- [Text block]:
***
27  Clustering Analysis: Cases vs Markers

27.1 Objective

Cluster CASES based on marker data (ER, PR, Ki67, HER2) from all pathologists. The goal is to visualize how cases group together biologically and how consistent these groupings are across pathologists, comparing Pre-AI and Post-AI phases.

Note for Pathologist: This is an experimental visualization. It attempts to group patients based on their similarity. If the AI is working, we expect the groups to become sharper and more distinct (e.g., all “Luminal B” patients clustering tighter together) because everyone is scoring them more similarly.

27.2 Setup

27.3 Load Data

27.4 Data Preparation

We will create a matrix where:
- Rows = Cases
- Columns = Marker values for each Pathologist (e.g., ER_Path1, ER_Path2, PR_Path1…)

We will do this separately for Pre-AI and Post-AI.

[1] "Pre-AI Cases: 223"
[1] "Post-AI Cases: 206"

27.5 Clustering Analysis

27.5.1 Pre-AI Clustering

27.5.2 Post-AI Clustering

27.6 Interpretation

27.6.1 Column Clustering (Inter-observer Agreement)

  • Look at the dendrogram at the top.
***
- [The data]:
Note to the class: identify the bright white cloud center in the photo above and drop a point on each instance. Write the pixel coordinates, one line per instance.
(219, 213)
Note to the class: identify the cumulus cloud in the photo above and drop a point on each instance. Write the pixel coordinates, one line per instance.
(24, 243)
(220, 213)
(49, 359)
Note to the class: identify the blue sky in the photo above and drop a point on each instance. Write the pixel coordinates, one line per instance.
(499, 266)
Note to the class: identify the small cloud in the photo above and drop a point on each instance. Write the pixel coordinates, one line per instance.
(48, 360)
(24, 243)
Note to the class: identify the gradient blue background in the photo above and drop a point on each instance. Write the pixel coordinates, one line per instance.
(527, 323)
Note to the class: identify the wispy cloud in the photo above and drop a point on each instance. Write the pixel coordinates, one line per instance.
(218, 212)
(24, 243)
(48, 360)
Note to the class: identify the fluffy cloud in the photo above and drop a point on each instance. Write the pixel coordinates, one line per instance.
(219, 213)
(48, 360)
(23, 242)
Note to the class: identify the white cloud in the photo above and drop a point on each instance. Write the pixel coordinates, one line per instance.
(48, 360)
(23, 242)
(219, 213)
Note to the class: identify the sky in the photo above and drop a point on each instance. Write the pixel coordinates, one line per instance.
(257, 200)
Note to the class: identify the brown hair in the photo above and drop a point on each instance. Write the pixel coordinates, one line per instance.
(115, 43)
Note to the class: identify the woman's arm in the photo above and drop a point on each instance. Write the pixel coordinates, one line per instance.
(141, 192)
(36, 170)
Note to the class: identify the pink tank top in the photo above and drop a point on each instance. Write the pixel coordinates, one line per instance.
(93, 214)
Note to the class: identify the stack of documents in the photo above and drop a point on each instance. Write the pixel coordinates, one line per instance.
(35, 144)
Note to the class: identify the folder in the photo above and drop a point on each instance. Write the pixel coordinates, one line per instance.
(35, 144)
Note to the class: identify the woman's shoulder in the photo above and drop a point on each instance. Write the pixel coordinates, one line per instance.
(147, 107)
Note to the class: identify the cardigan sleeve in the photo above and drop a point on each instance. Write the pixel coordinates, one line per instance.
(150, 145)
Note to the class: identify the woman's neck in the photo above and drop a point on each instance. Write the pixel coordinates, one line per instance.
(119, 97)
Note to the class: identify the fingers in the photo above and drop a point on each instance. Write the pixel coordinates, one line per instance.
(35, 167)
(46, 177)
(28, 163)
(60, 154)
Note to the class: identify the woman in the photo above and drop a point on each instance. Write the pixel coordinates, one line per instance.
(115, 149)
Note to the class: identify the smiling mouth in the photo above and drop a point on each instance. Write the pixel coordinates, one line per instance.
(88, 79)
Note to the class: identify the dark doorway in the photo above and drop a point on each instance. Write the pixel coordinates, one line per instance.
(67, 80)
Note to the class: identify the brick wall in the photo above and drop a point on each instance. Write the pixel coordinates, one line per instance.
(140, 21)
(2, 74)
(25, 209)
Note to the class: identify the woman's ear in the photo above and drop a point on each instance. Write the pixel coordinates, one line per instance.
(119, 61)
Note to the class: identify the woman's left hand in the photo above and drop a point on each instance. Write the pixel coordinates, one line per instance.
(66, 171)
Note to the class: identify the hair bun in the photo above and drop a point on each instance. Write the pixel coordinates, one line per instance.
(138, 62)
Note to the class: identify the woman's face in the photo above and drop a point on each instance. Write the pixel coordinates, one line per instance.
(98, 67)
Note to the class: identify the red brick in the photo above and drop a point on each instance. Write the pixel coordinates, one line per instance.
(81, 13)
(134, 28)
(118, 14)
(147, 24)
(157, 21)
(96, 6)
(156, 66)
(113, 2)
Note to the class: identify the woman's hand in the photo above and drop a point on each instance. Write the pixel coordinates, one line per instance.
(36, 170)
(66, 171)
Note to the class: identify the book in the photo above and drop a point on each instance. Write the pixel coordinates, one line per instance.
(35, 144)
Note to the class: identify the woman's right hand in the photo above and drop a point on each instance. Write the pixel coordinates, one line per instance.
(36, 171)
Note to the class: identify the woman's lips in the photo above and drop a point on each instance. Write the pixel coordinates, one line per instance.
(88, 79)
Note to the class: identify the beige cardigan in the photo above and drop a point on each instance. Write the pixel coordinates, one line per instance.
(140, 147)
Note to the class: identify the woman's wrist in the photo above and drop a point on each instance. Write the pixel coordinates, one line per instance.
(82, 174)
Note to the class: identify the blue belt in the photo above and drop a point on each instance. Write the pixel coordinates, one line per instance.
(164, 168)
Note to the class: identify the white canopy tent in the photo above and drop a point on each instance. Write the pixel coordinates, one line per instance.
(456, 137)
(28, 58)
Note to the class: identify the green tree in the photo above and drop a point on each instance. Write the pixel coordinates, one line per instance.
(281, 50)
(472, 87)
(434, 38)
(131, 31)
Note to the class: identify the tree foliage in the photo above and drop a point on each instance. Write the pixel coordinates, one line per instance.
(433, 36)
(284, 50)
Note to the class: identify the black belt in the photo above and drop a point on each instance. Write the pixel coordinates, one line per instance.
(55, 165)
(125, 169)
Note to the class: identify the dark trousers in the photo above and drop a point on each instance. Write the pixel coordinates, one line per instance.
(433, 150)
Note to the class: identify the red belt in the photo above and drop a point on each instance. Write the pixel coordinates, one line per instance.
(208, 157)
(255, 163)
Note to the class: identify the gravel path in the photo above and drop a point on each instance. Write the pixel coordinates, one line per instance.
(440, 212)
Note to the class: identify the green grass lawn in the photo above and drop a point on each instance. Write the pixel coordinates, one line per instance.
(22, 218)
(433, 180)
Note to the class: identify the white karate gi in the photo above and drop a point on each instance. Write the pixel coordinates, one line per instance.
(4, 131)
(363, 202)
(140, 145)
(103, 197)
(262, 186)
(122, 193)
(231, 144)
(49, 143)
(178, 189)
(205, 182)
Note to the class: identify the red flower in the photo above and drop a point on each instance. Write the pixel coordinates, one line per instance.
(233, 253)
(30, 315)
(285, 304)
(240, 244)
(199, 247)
***
- [What this task involves]: Please extend the write-up on clustering cases by marker data, starting right after its final bullet about the dendrogram at the top.

- [Response]:
  • Ideal Scenario: All ER columns (ER_Path1, ER_Path2, etc.) should cluster tightly together, separate from PR, Ki67, and HER2.
  • Comparison: Does the Post-AI heatmap show tighter grouping of the same markers across pathologists compared to Pre-AI? If yes, AI improved consistency.

27.6.2 Row Clustering (Biological Subtypes)

  • Look at the blocks of cases in the heatmap.
  • Biological Groups: We expect to see distinct blocks of:
    • Luminal: High ER/PR, Low/High Ki67, Low HER2.
    • HER2+: High HER2.
    • Triple Negative: Low ER, PR, HER2.
  • Comparison: Are these blocks more distinct (sharper contrast) in the Post-AI heatmap? This would suggest AI helps in clearer delineation of biological subtypes.